-- start of RECORD SET --
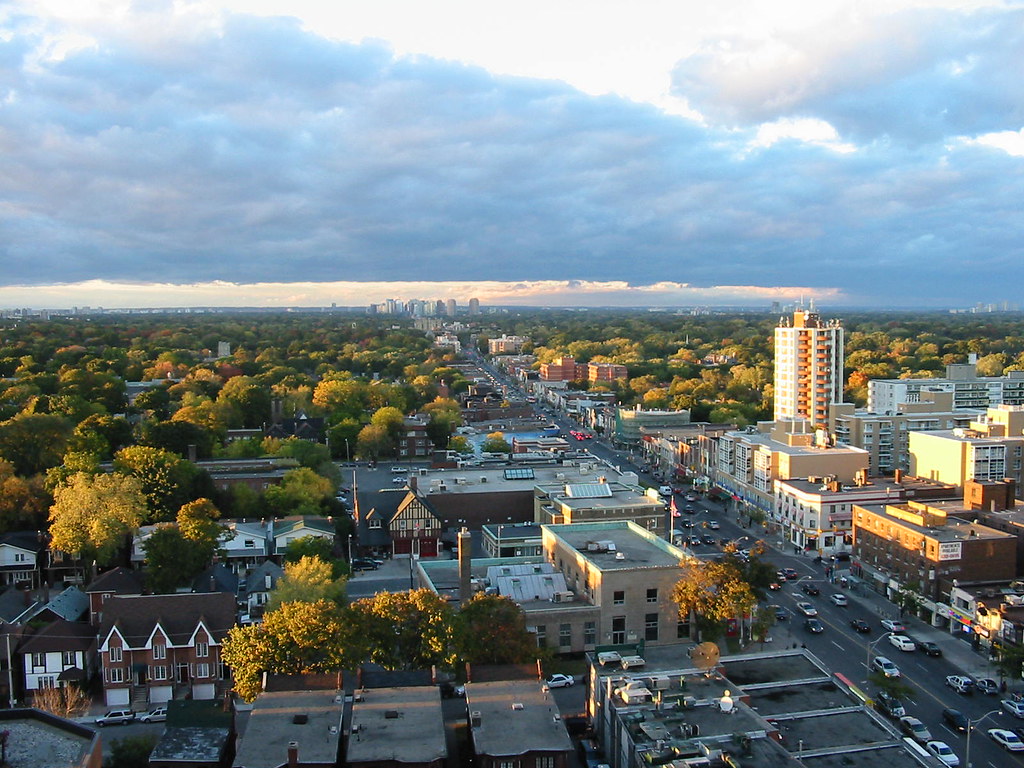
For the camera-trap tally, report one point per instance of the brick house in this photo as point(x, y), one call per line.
point(154, 645)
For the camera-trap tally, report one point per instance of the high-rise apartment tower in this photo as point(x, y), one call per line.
point(808, 367)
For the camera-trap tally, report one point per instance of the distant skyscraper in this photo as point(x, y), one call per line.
point(808, 367)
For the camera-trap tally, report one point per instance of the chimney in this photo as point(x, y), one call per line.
point(465, 564)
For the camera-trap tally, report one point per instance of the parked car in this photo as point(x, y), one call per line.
point(955, 720)
point(116, 717)
point(807, 609)
point(914, 729)
point(902, 642)
point(559, 681)
point(890, 706)
point(941, 751)
point(928, 647)
point(1007, 739)
point(887, 668)
point(1014, 708)
point(987, 685)
point(961, 684)
point(814, 626)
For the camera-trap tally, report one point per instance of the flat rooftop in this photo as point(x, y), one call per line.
point(310, 718)
point(515, 717)
point(619, 545)
point(399, 725)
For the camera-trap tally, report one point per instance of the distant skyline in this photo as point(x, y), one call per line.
point(249, 153)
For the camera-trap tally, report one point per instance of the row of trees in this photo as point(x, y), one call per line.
point(396, 630)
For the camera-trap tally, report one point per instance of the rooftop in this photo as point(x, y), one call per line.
point(510, 718)
point(403, 725)
point(617, 545)
point(310, 718)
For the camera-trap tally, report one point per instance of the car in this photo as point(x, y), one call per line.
point(158, 715)
point(941, 751)
point(955, 720)
point(890, 706)
point(1007, 739)
point(1014, 708)
point(886, 667)
point(814, 626)
point(914, 729)
point(928, 647)
point(961, 684)
point(807, 609)
point(987, 685)
point(559, 681)
point(902, 642)
point(116, 717)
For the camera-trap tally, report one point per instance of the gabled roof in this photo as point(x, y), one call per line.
point(119, 581)
point(59, 636)
point(178, 615)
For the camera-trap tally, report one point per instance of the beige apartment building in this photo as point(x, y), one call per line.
point(886, 436)
point(808, 367)
point(991, 449)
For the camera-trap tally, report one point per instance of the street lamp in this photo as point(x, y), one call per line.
point(970, 727)
point(867, 662)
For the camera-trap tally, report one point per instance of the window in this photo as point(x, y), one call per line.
point(650, 627)
point(565, 635)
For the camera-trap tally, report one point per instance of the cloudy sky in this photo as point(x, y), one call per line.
point(552, 152)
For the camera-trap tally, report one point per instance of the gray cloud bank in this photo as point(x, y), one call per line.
point(262, 153)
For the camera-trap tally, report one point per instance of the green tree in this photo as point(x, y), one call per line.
point(309, 580)
point(403, 630)
point(496, 443)
point(298, 637)
point(93, 515)
point(301, 492)
point(492, 629)
point(167, 479)
point(34, 442)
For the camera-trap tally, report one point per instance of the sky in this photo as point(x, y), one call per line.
point(172, 153)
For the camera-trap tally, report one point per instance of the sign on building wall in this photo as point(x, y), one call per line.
point(950, 550)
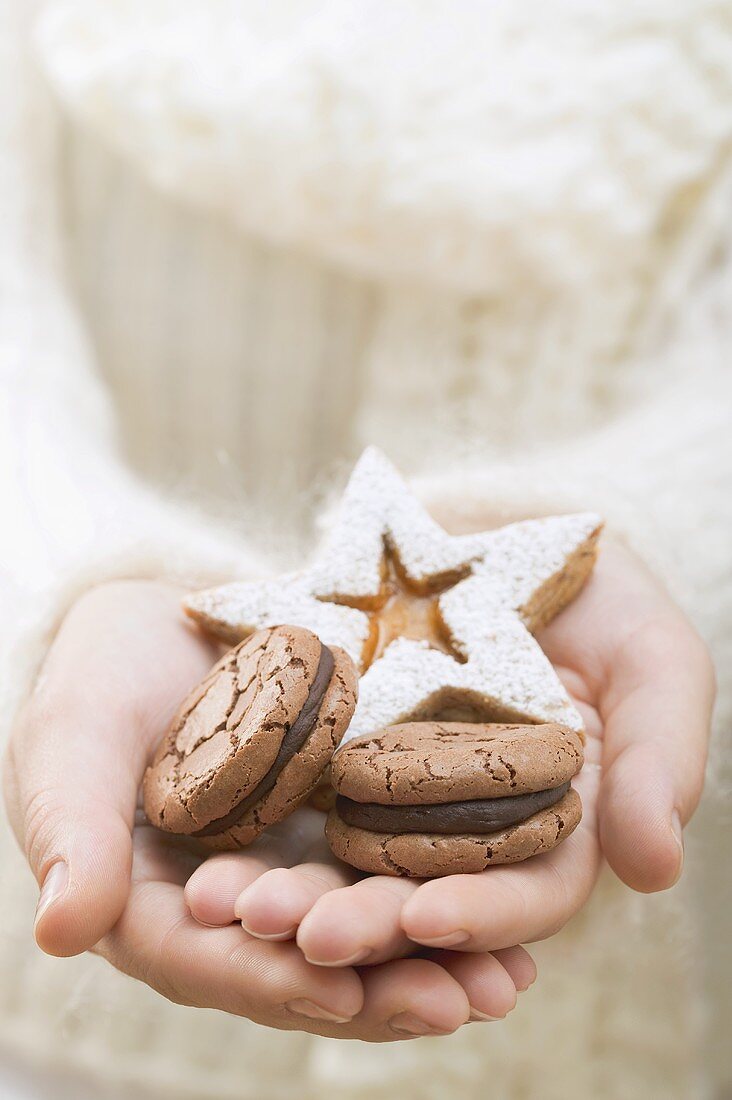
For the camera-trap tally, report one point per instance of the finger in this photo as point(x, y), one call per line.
point(358, 925)
point(524, 902)
point(273, 906)
point(487, 979)
point(408, 998)
point(73, 772)
point(212, 890)
point(519, 965)
point(657, 712)
point(156, 941)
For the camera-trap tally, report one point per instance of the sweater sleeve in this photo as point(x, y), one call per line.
point(73, 514)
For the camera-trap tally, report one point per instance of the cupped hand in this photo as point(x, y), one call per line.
point(121, 663)
point(644, 683)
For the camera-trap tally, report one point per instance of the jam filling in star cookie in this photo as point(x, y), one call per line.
point(437, 625)
point(406, 655)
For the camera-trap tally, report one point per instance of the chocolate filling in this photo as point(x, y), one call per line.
point(449, 818)
point(292, 743)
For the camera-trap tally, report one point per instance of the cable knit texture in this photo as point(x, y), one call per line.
point(492, 238)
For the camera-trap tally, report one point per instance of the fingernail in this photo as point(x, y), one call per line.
point(313, 1011)
point(450, 941)
point(271, 936)
point(53, 887)
point(677, 829)
point(351, 960)
point(408, 1024)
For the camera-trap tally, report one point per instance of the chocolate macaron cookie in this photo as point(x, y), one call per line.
point(252, 740)
point(429, 799)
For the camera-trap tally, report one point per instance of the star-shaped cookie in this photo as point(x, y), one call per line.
point(437, 624)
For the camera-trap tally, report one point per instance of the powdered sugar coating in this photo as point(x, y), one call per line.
point(504, 583)
point(378, 506)
point(233, 611)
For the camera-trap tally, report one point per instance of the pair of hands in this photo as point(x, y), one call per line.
point(324, 949)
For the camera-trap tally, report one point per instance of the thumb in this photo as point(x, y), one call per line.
point(73, 817)
point(117, 670)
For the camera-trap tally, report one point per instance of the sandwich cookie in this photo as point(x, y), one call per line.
point(430, 799)
point(251, 743)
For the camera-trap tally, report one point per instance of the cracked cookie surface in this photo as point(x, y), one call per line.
point(446, 798)
point(252, 739)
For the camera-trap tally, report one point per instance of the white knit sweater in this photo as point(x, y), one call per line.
point(492, 238)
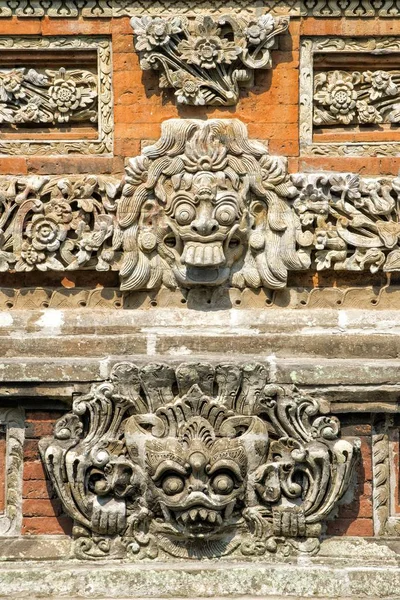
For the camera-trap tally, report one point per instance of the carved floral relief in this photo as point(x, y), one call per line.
point(206, 60)
point(32, 96)
point(196, 461)
point(204, 206)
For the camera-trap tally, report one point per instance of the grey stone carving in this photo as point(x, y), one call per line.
point(58, 97)
point(203, 207)
point(32, 96)
point(13, 421)
point(196, 461)
point(207, 206)
point(118, 8)
point(206, 60)
point(386, 510)
point(343, 97)
point(347, 98)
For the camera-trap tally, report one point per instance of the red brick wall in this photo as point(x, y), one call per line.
point(270, 108)
point(42, 511)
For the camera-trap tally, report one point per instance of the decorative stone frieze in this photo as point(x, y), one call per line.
point(13, 422)
point(119, 8)
point(50, 97)
point(56, 97)
point(197, 461)
point(206, 60)
point(203, 207)
point(353, 100)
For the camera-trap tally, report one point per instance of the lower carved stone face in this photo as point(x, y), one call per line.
point(196, 461)
point(200, 489)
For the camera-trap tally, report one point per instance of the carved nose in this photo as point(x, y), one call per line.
point(204, 226)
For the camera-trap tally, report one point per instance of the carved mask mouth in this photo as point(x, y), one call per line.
point(199, 519)
point(201, 255)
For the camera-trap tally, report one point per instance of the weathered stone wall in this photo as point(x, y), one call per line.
point(199, 298)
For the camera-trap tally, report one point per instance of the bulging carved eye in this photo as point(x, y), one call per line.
point(225, 215)
point(172, 485)
point(223, 484)
point(184, 214)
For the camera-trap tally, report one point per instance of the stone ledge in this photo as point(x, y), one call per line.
point(198, 580)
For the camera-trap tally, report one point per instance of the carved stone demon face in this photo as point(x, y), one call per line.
point(197, 482)
point(203, 216)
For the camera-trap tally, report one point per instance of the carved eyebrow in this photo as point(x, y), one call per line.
point(225, 465)
point(169, 466)
point(181, 197)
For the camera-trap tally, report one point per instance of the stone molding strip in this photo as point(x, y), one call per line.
point(120, 8)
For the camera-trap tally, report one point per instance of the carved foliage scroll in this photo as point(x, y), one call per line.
point(196, 461)
point(56, 97)
point(351, 103)
point(204, 206)
point(12, 421)
point(206, 60)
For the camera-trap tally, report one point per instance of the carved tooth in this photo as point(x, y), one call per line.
point(218, 255)
point(199, 256)
point(188, 254)
point(203, 514)
point(208, 255)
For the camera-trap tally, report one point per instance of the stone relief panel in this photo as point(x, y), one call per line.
point(206, 60)
point(203, 207)
point(117, 8)
point(197, 461)
point(354, 84)
point(37, 101)
point(385, 463)
point(12, 426)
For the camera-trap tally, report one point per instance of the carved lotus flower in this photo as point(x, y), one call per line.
point(153, 32)
point(339, 94)
point(188, 89)
point(44, 233)
point(368, 113)
point(66, 96)
point(208, 49)
point(381, 84)
point(257, 31)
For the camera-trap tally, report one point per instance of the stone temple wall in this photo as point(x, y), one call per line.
point(199, 298)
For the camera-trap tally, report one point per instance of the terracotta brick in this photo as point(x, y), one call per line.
point(61, 165)
point(13, 165)
point(51, 26)
point(34, 470)
point(351, 527)
point(15, 26)
point(46, 525)
point(38, 488)
point(41, 507)
point(31, 450)
point(122, 43)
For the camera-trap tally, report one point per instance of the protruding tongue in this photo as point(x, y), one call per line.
point(203, 255)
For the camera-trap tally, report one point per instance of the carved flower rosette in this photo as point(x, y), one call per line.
point(197, 461)
point(206, 60)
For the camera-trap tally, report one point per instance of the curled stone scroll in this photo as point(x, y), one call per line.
point(197, 461)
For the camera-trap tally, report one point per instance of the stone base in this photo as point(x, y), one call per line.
point(345, 569)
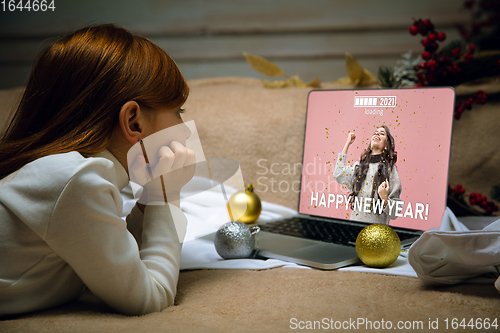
-- end of RECORD SET --
* _PROBLEM TO SOLVE_
Copy out the lines of the data starting at the one containing "the red brick" and ending at the one containing "point(42, 511)", keeping every character unchanged.

* _RESPONSE TO THIS EXERCISE_
For the camera-trap tally, report one point per instance of the red brick wall in this photo as point(x, y), one call per line.
point(270, 108)
point(42, 511)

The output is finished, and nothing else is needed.